TASK TO CARRY OUT: Extend the passage on cave diving safety rules, starting after its final sentence.

DOCUMENT SECTION:
■ ■ ■ ■

Most cave divers recognize five general rules or contributing factors for safe cave diving, which were popularized, adapted and became generally accepted from Sheck Exley’s 1979 publication Basic Cave Diving: A Blueprint for Survival.

In this book, Exley included accounts of actual cave diving accidents, and followed each one with a breakdown of what factors contributed to the accident. Despite the uniqueness of any individual accident, Exley found that at least one of a small number of major factors contributed to each one. This technique for breaking down accident reports and finding common causes among them is now called Accident Analysis, and is taught in introductory cave diving courses. Exley outlined a number of these resulting cave diving rules, but today these five are the most recognized:

•           Training: A safe cave diver never exceeds the boundaries of his/her training. Cave diving is normally taught in segments, each successive segment focusing on more complex aspects of cave diving. Furthermore, each segment of training must be coupled with real world experience before moving to a more advanced level. Accident analysis of recent cave diving fatalities has proven that academic training without sufficient real world experience is not enough in the event of an underwater emergency. Only by slowly building experience can one remain calm enough to recall their training should a problem arise, whereas an inexperienced diver (who may be recently trained) will tend to panic when confronted with a similar situation.

•           Guide line: A continuous guide line is maintained at all times between the leader of a dive team and a fixed point selected outside the cave entrance in open water. Often this line is tied off a second time as a backup directly inside the cavern zone. As the dive leader lays the guideline he takes great care to ensure there is sufficient tension on the line. Should a silt out occur, divers can find the taut line and successfully follow it back to the cave entrance. It is important to note that not using a guide line is the number one cause of fatality among untrained, non-certified divers who venture into caves.

•           Depth rules: Gas consumption and decompression obligation increase with depth, and it is critical that no cave diver exceeds the dive plan or the maximum operating depth (MOD) of the gas mixture used. Also, the effects of nitrogen narcosis are possibly greater in a cave, even for a diver who has the same depth experience in open water. Cave divers are advised not to dive to “excessive depth,” and to keep in mind this effective difference between open water depth and cave depth. It should be noted that among fully trained cave divers, not paying sufficient attention to depth is a major cause of fatalities.

•           Air (gas) management: The most common protocol is the ‘rule of thirds,’ in which one third of the initial gas supply is used for ingress, one third for egress, and one third to support another team member in the case of an emergency.UK practice is to adhere to the rule of thirds, but with an added emphasis on keeping depletion of your separate air systems “balanced,” so that the loss of a complete air system will still leave you with sufficient air to return safely.

Note that the rule of thirds makes no allowance for the increased air consumption that the loss of an air system will induce. Dissimilar tank sizes among the divers are also not included and the proper amount of air reserve must be calculated for each dive (if tanks are dissimilar).

■ ■ ■ ■

Segmentation annotation records:
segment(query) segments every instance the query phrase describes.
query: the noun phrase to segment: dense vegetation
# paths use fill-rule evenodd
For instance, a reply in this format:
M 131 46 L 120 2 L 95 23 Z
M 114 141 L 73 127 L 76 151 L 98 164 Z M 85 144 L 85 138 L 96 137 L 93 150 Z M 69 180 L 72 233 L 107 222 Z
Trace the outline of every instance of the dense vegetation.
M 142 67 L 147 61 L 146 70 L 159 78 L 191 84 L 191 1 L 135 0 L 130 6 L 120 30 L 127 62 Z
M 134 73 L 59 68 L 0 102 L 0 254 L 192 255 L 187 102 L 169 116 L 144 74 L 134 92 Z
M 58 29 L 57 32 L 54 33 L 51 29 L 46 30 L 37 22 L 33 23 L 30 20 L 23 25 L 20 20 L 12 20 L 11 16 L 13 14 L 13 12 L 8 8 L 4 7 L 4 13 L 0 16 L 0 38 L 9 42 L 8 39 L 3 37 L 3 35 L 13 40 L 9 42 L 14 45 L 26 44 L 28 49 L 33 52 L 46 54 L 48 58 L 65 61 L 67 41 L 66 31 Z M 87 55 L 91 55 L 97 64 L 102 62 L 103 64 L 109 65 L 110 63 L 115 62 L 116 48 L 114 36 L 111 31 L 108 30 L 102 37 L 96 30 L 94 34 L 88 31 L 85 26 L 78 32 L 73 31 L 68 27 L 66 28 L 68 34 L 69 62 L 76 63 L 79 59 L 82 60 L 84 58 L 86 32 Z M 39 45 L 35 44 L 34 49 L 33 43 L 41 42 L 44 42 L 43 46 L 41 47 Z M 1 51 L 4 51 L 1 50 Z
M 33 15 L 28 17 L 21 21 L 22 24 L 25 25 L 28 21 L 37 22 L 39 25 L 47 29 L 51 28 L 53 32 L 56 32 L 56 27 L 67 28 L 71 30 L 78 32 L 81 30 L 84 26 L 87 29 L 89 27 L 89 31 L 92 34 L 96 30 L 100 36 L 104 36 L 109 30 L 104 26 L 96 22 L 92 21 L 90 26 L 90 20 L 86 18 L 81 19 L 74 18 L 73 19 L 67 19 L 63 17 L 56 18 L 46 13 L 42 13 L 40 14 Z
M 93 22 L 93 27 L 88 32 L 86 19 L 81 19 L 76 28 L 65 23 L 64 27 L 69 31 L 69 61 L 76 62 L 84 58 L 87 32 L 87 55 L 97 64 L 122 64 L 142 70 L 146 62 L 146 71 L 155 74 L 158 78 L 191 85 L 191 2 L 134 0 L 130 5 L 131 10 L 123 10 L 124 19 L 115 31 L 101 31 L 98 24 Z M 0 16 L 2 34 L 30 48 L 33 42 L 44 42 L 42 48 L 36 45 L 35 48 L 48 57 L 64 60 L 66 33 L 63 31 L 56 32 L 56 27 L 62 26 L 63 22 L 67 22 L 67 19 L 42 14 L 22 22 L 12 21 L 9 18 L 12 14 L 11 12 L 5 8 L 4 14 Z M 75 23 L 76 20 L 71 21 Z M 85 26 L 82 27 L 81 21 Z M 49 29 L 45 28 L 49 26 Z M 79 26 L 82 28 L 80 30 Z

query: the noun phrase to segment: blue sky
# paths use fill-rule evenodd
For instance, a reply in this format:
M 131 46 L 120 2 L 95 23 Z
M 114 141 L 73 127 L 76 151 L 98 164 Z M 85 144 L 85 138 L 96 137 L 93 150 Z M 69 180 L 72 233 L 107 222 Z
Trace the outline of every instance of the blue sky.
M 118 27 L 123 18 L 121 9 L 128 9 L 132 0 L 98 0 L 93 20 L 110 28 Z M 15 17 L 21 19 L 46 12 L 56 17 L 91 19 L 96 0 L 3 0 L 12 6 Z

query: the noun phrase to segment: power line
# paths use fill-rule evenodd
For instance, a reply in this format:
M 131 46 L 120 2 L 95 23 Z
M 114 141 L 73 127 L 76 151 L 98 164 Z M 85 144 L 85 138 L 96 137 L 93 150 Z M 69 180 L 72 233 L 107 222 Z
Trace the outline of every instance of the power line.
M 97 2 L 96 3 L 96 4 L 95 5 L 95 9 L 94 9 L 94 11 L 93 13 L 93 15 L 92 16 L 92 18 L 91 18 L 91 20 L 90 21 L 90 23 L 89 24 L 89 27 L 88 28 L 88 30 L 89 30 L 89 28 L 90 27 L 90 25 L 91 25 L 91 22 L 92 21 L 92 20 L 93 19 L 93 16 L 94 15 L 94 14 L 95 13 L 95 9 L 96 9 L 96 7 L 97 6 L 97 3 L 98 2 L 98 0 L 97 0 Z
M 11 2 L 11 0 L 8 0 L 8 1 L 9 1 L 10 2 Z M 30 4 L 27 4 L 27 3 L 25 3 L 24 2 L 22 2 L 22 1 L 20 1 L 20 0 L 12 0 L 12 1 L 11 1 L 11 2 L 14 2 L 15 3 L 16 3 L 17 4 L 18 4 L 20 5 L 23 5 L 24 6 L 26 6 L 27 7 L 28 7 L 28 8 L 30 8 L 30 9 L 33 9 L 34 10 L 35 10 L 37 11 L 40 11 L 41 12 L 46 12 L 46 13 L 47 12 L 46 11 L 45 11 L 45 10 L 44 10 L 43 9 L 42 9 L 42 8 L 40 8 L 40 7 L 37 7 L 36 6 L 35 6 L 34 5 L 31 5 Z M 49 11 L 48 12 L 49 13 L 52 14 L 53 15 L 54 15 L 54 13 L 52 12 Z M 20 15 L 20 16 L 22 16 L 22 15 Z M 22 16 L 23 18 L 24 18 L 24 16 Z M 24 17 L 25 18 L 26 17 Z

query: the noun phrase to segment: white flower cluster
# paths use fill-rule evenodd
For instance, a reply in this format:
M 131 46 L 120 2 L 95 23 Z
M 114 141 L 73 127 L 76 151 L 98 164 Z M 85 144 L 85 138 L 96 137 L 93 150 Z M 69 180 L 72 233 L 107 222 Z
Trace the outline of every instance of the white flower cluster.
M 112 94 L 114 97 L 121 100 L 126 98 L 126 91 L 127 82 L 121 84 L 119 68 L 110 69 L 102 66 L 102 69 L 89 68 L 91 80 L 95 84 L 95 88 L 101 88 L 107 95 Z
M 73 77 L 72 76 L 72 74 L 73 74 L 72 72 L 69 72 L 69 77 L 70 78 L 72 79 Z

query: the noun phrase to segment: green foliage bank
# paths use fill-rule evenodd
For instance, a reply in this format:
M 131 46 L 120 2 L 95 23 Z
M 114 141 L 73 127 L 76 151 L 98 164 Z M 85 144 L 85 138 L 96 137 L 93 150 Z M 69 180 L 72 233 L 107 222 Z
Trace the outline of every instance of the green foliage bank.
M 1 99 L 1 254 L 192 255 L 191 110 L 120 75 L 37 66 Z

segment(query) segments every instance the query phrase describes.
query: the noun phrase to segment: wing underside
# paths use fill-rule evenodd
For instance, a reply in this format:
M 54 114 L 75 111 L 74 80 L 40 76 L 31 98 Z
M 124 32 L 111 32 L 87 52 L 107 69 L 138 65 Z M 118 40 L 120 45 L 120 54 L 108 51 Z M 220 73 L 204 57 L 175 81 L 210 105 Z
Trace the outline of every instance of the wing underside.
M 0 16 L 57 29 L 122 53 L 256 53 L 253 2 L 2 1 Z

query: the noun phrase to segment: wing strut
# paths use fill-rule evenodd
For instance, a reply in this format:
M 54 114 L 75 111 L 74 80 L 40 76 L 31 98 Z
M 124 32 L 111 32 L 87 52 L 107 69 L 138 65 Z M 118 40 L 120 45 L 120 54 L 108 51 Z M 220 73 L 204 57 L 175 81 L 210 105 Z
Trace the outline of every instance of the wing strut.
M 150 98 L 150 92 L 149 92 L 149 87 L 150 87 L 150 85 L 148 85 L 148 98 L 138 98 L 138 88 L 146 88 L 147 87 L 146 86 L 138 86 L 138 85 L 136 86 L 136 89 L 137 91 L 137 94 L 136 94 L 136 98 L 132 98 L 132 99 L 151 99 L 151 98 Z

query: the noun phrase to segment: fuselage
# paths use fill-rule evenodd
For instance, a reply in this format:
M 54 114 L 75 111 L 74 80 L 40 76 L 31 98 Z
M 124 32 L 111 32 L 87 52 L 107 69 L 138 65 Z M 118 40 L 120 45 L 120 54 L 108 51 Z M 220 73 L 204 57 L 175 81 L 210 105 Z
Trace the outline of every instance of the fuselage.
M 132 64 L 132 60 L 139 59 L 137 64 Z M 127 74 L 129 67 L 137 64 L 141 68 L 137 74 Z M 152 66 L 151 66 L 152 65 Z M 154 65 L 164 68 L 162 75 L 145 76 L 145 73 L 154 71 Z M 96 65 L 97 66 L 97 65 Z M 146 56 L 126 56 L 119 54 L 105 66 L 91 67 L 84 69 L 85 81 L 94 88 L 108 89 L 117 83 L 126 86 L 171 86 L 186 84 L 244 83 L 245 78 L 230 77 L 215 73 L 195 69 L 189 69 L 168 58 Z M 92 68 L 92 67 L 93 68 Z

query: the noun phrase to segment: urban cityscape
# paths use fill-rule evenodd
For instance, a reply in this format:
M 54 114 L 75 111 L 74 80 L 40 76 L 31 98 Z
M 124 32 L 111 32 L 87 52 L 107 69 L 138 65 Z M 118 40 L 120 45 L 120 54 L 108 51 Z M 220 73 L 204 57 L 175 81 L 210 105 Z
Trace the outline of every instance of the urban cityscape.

■ ■ ■ ■

WRITTEN ANSWER:
UK practice is to assume that anyone else diving with you does not exist, as in a typical UK sump there is absolutely nothing that you can do to assist him/her. Most UK cave divers dive solo. US sump divers follow a similar protocol. Note that the rule of thirds was devised as an approach to diving Florida’s caves – they typically have high outflow currents, which help to reduce air consumption when exiting. In a cave system with little (or no) outflow it is mandatory to reserve more air than is dictated by the rule of thirds.

•           Lights: All cave divers must have three independent sources of light. One is considered the primary and the other two are considered backup lights. If any one of the three light sources fail for one diver, the dive is called off and ended for all members of the dive team.

These five rules may be remembered with the mnemonic The Good Divers Are Living, the first letter of each word referring to the first letter of the corresponding rule. An alternative mnemonic taught in the United States is Thank Goodness All Divers Live, requiring a rearrangement of the rules.

In recent years new contributing factors were considered after reviewing accidents involving solo diving, diving with incapable dive partners, video or photography in caves, complex cave dives and cave diving in large groups. With the establishment of technical diving, the usage of mixed gases—such as trimix for bottom gas, and nitrox and oxygen for decompression—reduces the margin for error. Accident analysis informs us that breathing the wrong gas at the wrong depth and/or not analyzing the breathing gas properly has led to cave diving accidents.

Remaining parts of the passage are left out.